The task -
Please format the items as a Markdown table with the columns Row and Line, from the start of the items through the line containing "[(504, 80)]". Give each line its own numbered row and leave out blank lines.

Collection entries
□ □ □ □ □
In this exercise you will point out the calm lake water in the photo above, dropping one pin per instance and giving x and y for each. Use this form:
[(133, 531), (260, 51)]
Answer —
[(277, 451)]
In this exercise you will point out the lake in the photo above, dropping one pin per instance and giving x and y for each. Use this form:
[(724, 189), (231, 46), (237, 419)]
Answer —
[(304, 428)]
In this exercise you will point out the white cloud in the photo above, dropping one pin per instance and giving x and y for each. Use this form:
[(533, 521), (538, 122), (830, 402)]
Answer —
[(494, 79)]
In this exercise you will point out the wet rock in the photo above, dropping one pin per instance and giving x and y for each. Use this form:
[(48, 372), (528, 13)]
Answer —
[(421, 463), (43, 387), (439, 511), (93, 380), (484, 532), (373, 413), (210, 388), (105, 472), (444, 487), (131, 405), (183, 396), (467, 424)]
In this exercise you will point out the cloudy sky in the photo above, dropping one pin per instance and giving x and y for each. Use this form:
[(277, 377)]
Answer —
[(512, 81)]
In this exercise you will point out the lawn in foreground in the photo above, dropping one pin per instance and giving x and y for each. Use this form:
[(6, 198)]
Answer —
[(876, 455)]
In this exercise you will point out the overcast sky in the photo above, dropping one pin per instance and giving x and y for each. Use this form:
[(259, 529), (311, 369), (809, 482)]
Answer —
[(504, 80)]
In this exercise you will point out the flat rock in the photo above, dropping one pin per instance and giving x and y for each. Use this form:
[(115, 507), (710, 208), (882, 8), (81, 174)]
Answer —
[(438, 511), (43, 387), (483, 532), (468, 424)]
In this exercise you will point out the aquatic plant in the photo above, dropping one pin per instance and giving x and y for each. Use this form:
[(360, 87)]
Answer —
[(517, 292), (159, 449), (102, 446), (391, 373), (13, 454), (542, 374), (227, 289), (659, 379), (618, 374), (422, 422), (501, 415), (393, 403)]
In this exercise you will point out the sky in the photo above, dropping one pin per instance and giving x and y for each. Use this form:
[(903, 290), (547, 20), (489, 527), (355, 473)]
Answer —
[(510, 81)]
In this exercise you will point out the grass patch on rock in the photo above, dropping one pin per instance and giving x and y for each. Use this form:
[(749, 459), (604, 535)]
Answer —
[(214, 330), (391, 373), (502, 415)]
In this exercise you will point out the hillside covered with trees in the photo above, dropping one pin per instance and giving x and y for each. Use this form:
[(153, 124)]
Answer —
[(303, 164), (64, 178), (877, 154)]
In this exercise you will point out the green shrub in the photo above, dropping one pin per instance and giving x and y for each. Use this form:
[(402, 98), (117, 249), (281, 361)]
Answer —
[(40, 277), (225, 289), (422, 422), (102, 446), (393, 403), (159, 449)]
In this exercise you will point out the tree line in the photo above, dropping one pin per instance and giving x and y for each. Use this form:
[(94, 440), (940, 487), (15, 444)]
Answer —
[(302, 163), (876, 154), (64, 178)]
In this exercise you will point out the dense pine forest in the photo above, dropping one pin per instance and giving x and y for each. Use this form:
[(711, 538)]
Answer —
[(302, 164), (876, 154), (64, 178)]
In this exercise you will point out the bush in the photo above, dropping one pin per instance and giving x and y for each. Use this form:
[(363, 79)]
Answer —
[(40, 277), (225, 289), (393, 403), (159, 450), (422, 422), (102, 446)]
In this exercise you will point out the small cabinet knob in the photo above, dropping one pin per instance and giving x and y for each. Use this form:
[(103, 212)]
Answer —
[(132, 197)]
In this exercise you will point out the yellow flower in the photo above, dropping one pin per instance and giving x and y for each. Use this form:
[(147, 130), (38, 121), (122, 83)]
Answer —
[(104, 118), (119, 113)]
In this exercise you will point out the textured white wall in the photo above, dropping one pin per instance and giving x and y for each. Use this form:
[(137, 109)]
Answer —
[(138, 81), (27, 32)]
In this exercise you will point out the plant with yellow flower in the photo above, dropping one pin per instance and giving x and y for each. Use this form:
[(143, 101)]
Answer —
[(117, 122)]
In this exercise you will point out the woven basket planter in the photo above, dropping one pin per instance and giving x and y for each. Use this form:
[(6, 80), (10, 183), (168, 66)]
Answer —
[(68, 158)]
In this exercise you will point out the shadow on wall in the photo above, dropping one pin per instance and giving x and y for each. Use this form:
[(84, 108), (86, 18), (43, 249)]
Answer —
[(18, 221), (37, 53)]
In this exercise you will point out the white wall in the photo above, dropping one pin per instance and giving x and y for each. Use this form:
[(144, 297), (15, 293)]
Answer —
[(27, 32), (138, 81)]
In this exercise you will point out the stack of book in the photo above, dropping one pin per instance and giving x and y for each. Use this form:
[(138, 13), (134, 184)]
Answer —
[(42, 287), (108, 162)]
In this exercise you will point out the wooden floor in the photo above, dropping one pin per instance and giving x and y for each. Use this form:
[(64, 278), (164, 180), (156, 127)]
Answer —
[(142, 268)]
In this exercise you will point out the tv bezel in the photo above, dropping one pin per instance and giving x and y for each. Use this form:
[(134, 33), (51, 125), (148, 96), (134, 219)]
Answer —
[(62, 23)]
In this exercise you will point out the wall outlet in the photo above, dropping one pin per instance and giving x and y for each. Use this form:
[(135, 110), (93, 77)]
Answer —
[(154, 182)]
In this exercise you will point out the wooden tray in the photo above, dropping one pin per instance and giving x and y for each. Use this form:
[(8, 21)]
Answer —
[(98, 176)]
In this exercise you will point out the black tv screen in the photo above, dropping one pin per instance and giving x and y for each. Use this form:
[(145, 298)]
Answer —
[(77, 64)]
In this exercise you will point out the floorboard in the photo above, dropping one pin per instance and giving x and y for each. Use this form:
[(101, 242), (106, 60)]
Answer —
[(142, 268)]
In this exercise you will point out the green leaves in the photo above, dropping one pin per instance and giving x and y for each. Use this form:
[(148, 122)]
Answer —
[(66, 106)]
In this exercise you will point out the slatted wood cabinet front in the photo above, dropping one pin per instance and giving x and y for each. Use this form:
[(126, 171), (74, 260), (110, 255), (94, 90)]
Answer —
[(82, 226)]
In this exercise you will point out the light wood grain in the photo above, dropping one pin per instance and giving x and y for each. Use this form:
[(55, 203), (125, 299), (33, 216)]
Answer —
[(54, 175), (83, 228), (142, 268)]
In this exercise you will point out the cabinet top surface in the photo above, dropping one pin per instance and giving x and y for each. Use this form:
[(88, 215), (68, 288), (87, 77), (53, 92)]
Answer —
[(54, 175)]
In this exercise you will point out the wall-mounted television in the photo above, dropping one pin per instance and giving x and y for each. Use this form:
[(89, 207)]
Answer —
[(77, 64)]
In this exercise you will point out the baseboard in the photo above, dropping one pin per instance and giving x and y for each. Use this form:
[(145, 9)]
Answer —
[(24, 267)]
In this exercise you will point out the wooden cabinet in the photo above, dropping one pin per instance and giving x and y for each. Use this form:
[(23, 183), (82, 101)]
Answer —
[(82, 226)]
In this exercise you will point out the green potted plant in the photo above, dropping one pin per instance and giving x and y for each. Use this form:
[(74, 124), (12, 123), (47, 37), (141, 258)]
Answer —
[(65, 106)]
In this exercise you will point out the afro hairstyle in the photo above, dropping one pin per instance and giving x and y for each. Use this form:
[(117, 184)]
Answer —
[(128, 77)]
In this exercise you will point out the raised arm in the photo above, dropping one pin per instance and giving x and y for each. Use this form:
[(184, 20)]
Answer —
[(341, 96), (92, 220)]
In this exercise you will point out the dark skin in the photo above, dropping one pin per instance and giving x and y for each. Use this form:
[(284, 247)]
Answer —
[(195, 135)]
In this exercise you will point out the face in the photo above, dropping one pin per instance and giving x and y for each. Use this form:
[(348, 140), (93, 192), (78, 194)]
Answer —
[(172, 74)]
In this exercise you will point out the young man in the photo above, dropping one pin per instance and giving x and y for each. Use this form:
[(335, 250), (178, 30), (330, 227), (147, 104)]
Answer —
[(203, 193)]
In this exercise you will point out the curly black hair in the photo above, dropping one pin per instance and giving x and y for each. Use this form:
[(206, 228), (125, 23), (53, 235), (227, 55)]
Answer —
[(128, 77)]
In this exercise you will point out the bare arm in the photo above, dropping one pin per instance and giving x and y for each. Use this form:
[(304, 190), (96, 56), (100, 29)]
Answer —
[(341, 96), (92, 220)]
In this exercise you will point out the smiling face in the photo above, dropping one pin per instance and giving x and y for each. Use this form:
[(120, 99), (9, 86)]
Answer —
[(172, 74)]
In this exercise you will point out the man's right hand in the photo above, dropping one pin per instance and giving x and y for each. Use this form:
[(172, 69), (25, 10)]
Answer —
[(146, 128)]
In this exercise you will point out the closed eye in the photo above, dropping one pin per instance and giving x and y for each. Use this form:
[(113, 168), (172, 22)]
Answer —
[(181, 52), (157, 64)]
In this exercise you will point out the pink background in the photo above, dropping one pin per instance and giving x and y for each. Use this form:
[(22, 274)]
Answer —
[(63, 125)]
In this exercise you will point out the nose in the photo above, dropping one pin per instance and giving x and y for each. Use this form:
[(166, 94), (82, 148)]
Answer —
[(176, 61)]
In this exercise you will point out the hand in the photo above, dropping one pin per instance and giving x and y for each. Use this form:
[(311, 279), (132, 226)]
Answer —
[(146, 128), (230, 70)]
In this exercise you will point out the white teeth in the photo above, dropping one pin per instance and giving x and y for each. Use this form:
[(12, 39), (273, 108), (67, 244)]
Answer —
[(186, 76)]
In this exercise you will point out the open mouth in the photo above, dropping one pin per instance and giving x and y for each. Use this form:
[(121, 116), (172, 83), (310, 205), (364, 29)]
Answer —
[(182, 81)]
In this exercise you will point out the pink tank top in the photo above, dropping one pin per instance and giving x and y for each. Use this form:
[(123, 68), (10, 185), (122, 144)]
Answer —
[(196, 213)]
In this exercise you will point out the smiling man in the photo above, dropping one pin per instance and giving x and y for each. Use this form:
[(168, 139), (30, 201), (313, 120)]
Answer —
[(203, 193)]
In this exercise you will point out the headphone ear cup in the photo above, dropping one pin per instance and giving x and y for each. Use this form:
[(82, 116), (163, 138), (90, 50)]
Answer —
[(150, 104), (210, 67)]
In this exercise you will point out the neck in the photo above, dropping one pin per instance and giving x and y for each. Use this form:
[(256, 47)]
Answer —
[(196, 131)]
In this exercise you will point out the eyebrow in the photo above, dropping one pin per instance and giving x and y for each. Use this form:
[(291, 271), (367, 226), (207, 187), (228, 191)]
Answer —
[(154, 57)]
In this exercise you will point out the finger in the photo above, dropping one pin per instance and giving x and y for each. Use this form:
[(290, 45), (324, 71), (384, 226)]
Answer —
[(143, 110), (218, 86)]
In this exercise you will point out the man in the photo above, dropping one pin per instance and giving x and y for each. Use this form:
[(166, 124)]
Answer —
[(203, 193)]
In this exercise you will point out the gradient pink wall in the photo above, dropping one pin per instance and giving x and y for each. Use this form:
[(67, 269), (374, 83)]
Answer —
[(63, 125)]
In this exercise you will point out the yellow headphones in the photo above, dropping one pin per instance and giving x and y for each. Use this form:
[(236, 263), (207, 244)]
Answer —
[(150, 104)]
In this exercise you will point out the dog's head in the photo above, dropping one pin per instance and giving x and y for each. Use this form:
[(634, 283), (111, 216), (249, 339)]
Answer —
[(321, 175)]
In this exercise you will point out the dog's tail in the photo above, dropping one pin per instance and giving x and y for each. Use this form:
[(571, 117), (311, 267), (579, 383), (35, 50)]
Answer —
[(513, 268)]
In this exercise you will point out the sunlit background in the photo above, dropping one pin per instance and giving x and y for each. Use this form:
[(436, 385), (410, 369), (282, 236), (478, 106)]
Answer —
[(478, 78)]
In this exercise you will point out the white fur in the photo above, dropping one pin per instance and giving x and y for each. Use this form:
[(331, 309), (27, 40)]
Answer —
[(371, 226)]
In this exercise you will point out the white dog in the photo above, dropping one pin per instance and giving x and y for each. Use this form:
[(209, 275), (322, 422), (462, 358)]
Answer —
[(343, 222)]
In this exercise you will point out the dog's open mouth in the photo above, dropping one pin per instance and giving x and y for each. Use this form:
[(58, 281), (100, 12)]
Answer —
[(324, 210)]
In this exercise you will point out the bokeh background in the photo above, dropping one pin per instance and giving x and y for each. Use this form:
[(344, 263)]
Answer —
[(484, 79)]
□ □ □ □ □
Written response -
| Row | Line |
|---|---|
| 1 | In this exercise you will point out the calm lake water in the photo above, dropping one pin per instance and giving x and y for each. Use this form: |
| 2 | [(133, 531), (260, 51)] |
| 3 | Answer — |
| 4 | [(277, 451)] |
| 5 | In this exercise you will point out the lake in the photo above, dropping one pin per instance and giving x and y for each. Use this form: |
| 6 | [(724, 189), (231, 46), (237, 419)] |
| 7 | Answer — |
| 8 | [(304, 428)] |
| 9 | In this exercise you will point out the white cloud in the photo above, dropping one pin per instance and giving x and y for each. Use this form: |
| 10 | [(533, 521), (538, 122), (830, 402)] |
| 11 | Answer — |
| 12 | [(494, 79)] |
| 13 | In this exercise you will point out the wet rock in the photo above, dropping one pin per instance and giving x and y for each. Use this form: |
| 14 | [(48, 372), (528, 13)] |
| 15 | Answer — |
| 16 | [(421, 463), (43, 387), (439, 511), (93, 380), (484, 532), (373, 413), (210, 388), (105, 472), (444, 487), (131, 405), (183, 396), (467, 424)] |
| 17 | In this exercise you will point out the cloudy sky in the photo above, dropping one pin per instance and giving x and y for each. Use this form: |
| 18 | [(277, 377)] |
| 19 | Answer — |
| 20 | [(512, 81)] |
| 21 | In this exercise you will point out the lawn in foreground in the photo above, dropping one pin per instance and giving x and y for each. Use this form: |
| 22 | [(6, 198)] |
| 23 | Answer — |
| 24 | [(876, 455)] |
| 25 | In this exercise you will point out the overcast sky in the photo above, dropping one pin per instance and giving x and y for each. Use this form: |
| 26 | [(259, 529), (311, 369), (809, 482)] |
| 27 | Answer — |
| 28 | [(504, 80)] |